Exercise aim:
Reproduce the records below verbatim, starting at the line that contains "[locate] white motorhome" and continuing through the last line of the records.

Materials provided:
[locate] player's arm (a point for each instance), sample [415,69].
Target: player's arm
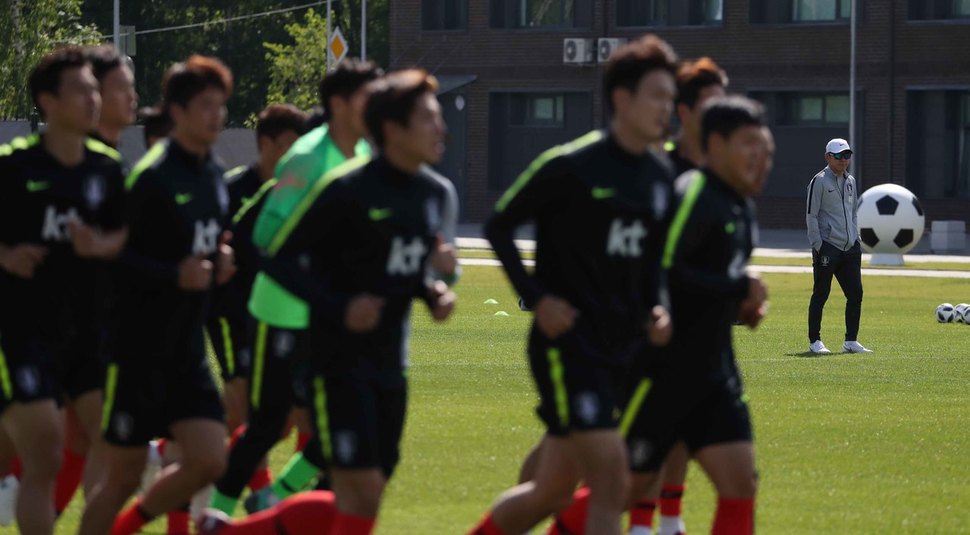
[144,216]
[814,203]
[444,259]
[656,294]
[533,191]
[692,234]
[106,238]
[855,205]
[18,259]
[316,228]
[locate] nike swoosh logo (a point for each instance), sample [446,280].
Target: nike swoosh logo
[377,214]
[603,193]
[37,185]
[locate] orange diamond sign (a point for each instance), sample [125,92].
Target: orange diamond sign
[338,47]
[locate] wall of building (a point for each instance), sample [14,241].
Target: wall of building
[895,56]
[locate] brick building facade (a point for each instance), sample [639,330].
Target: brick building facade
[508,94]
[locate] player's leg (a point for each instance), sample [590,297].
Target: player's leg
[849,275]
[202,441]
[36,431]
[122,466]
[348,415]
[531,462]
[672,491]
[730,468]
[720,436]
[270,400]
[823,262]
[520,508]
[220,333]
[88,407]
[306,513]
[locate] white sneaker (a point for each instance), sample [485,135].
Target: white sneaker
[152,467]
[9,486]
[851,346]
[818,348]
[200,502]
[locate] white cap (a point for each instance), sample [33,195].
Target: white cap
[837,145]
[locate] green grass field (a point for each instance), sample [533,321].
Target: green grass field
[845,443]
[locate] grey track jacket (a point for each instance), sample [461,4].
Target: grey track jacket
[833,203]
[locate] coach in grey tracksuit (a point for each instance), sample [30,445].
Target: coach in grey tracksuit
[833,232]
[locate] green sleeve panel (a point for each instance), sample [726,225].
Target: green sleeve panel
[310,158]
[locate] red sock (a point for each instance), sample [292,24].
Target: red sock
[68,479]
[178,521]
[236,433]
[302,513]
[345,524]
[261,478]
[486,526]
[131,520]
[301,441]
[573,518]
[642,513]
[735,516]
[670,499]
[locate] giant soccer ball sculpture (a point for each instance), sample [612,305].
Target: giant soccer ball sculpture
[891,223]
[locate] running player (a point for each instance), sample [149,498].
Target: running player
[358,250]
[155,123]
[61,205]
[697,82]
[119,101]
[578,346]
[694,392]
[281,318]
[158,381]
[277,127]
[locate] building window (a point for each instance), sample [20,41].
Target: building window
[938,143]
[444,14]
[821,10]
[939,9]
[802,11]
[541,14]
[814,109]
[544,13]
[538,109]
[636,13]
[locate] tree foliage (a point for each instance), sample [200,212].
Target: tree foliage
[295,68]
[29,29]
[42,24]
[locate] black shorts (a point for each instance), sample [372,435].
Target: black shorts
[81,361]
[145,394]
[27,371]
[663,411]
[278,372]
[358,417]
[576,392]
[231,342]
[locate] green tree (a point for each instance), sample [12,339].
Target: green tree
[29,29]
[295,67]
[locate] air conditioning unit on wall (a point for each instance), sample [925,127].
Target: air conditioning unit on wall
[605,46]
[578,51]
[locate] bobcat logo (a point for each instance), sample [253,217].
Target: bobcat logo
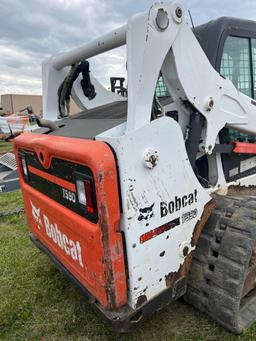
[146,213]
[36,215]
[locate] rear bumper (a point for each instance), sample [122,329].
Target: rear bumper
[120,320]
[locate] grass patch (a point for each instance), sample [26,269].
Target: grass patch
[38,302]
[5,147]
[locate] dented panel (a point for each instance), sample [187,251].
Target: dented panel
[89,245]
[161,207]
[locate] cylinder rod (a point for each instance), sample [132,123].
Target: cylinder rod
[102,44]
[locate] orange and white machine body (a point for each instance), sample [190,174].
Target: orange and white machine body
[118,212]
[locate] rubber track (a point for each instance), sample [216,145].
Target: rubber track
[220,264]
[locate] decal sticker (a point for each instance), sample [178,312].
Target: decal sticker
[233,172]
[146,213]
[159,230]
[53,232]
[248,164]
[177,203]
[68,195]
[2,188]
[189,216]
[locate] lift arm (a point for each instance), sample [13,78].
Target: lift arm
[158,40]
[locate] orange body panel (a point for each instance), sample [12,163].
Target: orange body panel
[100,266]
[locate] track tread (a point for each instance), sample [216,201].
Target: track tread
[220,263]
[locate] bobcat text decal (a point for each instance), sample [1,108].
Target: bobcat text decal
[70,247]
[177,203]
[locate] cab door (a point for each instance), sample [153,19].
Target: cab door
[237,62]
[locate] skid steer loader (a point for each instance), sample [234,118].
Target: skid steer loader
[140,203]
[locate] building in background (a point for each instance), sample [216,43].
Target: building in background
[14,103]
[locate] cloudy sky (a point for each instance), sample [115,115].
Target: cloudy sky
[33,30]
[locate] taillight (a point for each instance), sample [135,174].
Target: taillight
[24,166]
[85,193]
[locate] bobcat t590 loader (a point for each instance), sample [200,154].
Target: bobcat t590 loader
[143,203]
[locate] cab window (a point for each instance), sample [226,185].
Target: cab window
[236,64]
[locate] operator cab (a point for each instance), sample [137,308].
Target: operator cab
[230,45]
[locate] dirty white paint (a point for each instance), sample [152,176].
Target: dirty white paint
[147,189]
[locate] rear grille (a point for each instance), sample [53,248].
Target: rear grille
[58,182]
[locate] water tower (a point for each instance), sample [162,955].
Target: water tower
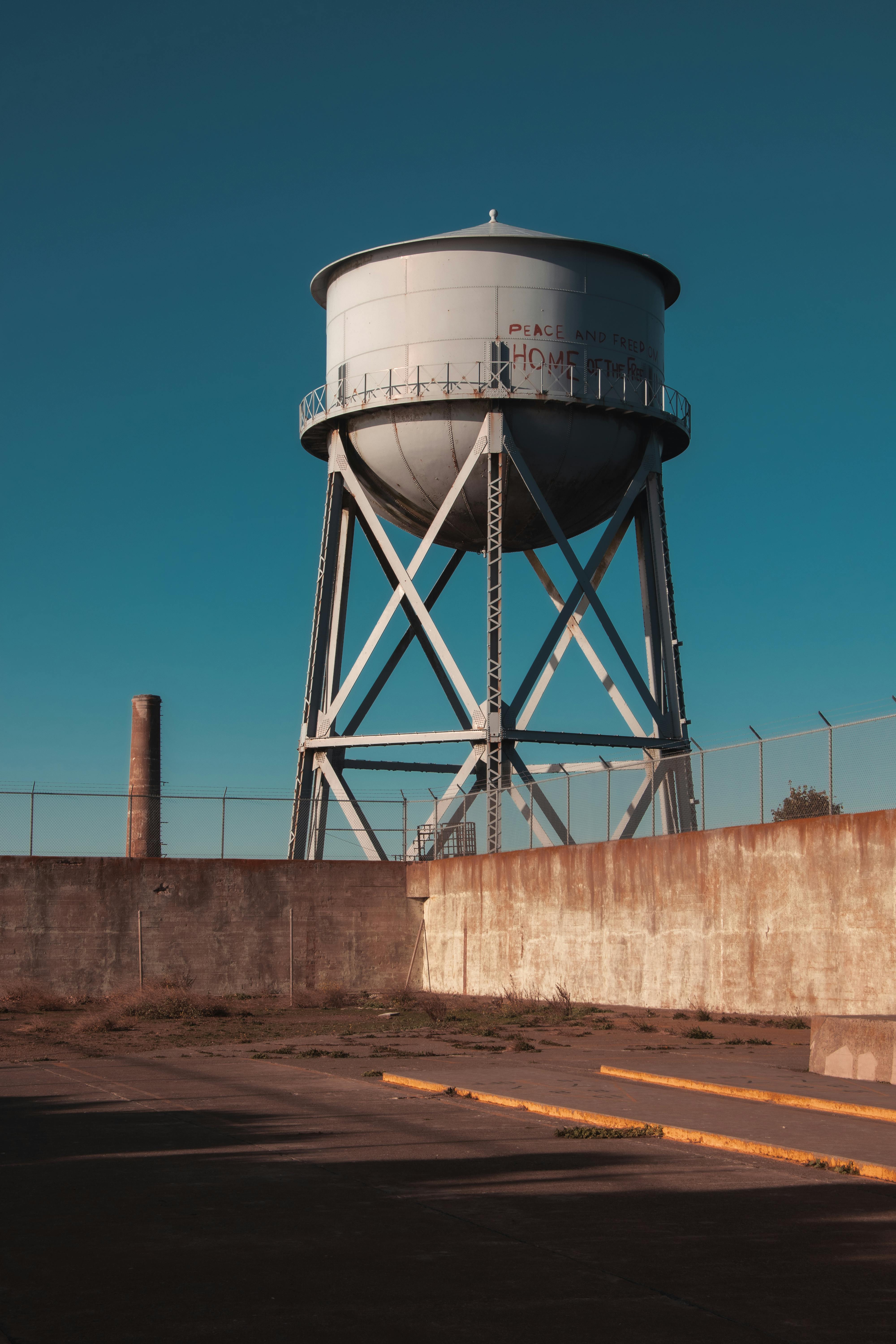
[493,390]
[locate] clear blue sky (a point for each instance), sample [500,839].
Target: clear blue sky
[175,173]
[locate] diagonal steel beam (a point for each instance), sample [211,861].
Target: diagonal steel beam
[538,794]
[417,631]
[358,822]
[402,647]
[563,643]
[574,632]
[452,792]
[573,561]
[528,815]
[405,585]
[648,462]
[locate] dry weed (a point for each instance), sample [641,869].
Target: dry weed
[334,997]
[433,1006]
[30,997]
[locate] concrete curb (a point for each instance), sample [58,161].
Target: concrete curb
[836,1108]
[682,1136]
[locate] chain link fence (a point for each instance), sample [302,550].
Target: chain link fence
[828,771]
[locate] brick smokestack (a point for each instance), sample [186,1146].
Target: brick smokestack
[144,792]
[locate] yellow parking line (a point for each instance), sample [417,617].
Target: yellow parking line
[674,1132]
[838,1108]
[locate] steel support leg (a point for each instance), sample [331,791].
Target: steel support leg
[316,683]
[493,631]
[675,787]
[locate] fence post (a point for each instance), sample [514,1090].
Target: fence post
[762,779]
[404,826]
[703,794]
[831,764]
[224,804]
[608,768]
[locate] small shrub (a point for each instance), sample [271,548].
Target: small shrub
[103,1021]
[805,802]
[609,1132]
[520,1001]
[433,1006]
[402,999]
[31,998]
[167,1003]
[847,1169]
[181,982]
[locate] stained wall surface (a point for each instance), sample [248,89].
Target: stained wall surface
[225,923]
[797,916]
[776,919]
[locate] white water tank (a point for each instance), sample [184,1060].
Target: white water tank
[567,335]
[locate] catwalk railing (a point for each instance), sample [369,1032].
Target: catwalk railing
[590,378]
[842,768]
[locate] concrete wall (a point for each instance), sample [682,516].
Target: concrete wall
[73,924]
[790,916]
[796,916]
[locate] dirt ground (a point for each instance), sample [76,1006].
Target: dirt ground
[37,1026]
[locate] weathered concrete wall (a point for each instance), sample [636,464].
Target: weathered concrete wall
[73,924]
[776,919]
[854,1048]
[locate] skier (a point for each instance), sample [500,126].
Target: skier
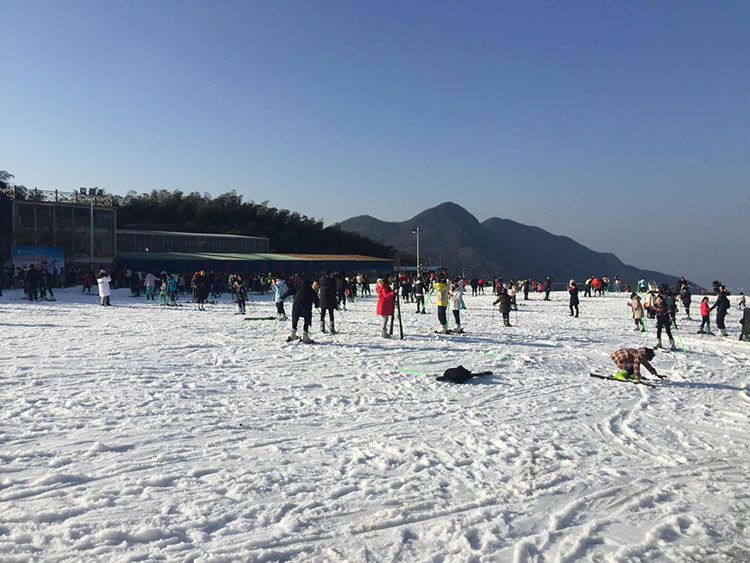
[547,287]
[442,293]
[304,299]
[386,304]
[630,360]
[240,294]
[745,322]
[504,299]
[342,288]
[103,280]
[722,307]
[457,293]
[327,300]
[663,321]
[419,294]
[573,290]
[635,305]
[201,287]
[150,284]
[705,317]
[279,288]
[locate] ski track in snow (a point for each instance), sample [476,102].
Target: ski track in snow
[140,432]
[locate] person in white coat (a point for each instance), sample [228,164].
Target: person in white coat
[104,280]
[457,297]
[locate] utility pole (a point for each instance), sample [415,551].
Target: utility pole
[416,231]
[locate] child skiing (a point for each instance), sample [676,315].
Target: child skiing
[504,299]
[279,288]
[457,292]
[705,319]
[573,290]
[630,360]
[386,304]
[635,305]
[442,294]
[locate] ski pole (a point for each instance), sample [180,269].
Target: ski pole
[674,324]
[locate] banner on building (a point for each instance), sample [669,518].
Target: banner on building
[50,258]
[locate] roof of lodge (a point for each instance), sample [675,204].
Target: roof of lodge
[256,257]
[178,233]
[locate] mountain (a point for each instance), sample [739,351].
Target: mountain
[455,239]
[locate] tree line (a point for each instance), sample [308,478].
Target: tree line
[288,231]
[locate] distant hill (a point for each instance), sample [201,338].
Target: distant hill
[454,238]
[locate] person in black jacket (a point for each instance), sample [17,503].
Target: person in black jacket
[328,300]
[573,290]
[722,306]
[304,298]
[342,286]
[547,287]
[202,287]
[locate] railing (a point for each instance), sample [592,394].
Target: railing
[56,196]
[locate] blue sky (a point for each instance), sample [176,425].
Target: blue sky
[623,125]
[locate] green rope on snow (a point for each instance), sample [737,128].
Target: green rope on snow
[674,324]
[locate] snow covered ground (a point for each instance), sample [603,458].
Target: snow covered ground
[146,433]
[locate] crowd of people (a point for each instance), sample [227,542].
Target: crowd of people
[331,291]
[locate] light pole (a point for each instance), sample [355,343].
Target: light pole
[416,231]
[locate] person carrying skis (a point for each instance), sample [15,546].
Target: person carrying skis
[630,360]
[573,290]
[457,294]
[722,307]
[304,299]
[442,295]
[386,304]
[635,305]
[327,300]
[504,299]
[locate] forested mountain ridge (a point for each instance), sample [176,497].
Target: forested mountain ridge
[287,230]
[455,239]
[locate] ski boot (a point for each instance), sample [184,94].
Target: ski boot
[622,375]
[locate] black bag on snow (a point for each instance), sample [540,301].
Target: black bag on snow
[459,375]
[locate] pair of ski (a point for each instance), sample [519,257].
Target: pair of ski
[643,381]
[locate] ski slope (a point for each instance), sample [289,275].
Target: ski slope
[147,433]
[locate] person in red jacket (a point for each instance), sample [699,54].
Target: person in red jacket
[386,304]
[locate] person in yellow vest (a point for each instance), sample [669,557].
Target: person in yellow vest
[442,300]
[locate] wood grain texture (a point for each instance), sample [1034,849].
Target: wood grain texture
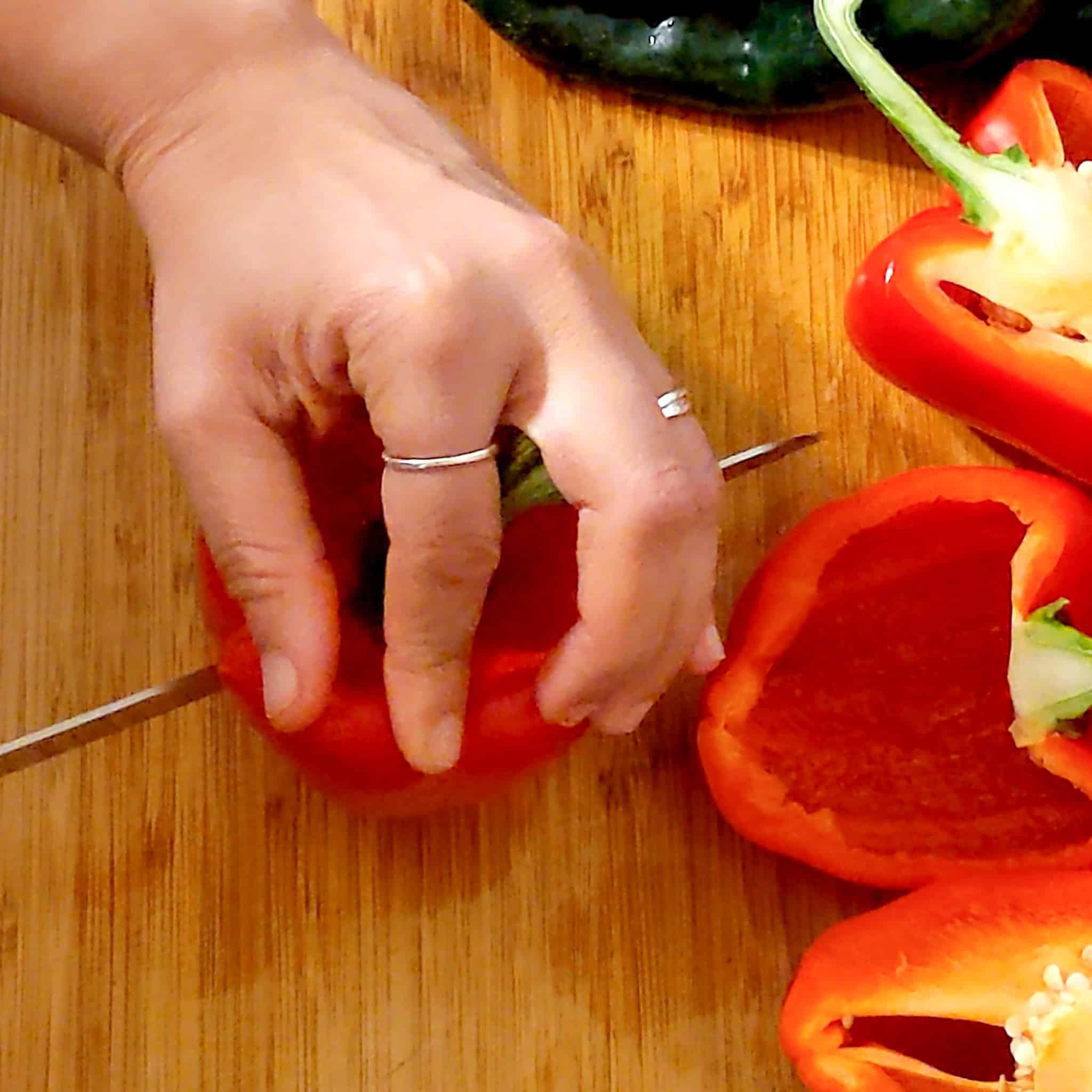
[176,911]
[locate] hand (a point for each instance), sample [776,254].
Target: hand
[318,236]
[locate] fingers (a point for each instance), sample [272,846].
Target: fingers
[445,531]
[428,398]
[649,493]
[253,508]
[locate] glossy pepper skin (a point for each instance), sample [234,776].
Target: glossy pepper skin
[1034,392]
[350,751]
[917,995]
[762,57]
[860,721]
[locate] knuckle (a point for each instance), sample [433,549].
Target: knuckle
[456,563]
[541,244]
[255,574]
[672,496]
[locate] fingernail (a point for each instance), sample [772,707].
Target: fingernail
[443,744]
[708,652]
[280,684]
[624,723]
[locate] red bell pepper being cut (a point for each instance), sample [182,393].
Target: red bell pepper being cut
[906,683]
[350,751]
[977,985]
[983,307]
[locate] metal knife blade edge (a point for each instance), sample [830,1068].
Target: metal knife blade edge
[99,723]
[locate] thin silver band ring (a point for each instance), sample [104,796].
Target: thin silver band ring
[675,403]
[479,456]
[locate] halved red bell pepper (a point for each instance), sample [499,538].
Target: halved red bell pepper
[976,985]
[983,307]
[350,751]
[862,721]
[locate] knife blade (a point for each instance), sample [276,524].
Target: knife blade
[94,724]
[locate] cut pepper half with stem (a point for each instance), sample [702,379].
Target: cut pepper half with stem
[976,985]
[862,720]
[983,307]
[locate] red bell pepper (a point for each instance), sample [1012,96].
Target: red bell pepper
[976,985]
[350,751]
[983,307]
[863,720]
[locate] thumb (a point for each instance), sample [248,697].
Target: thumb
[252,503]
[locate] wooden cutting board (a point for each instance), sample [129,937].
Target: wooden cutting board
[176,912]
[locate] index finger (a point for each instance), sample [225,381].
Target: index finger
[648,489]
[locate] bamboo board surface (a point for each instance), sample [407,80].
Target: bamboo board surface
[176,911]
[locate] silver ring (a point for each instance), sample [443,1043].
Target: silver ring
[674,403]
[479,456]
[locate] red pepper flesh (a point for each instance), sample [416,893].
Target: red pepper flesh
[917,995]
[1037,397]
[350,751]
[860,721]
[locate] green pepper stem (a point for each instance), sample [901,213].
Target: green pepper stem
[525,482]
[937,143]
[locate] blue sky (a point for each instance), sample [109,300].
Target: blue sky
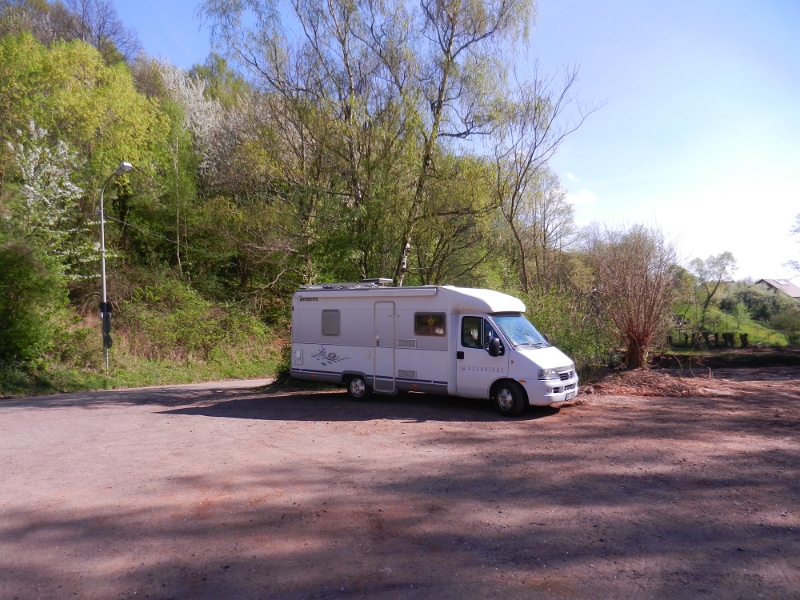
[699,129]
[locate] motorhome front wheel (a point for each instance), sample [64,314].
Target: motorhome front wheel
[357,388]
[509,398]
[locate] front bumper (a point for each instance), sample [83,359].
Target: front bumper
[544,393]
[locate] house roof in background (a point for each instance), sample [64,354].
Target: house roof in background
[783,285]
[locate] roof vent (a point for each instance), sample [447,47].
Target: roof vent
[379,281]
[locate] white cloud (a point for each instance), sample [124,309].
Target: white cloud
[582,198]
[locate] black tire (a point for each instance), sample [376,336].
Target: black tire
[510,398]
[358,389]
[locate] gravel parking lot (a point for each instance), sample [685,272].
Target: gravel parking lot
[230,490]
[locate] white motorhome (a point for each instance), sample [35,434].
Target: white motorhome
[439,339]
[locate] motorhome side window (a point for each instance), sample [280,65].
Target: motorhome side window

Response below:
[locate] white motorhome (a point for each instance), sample [35,434].
Target: white motorhome
[439,339]
[locate] motorhome side window (a point for each instance), sample [280,65].
Target: motorhome side window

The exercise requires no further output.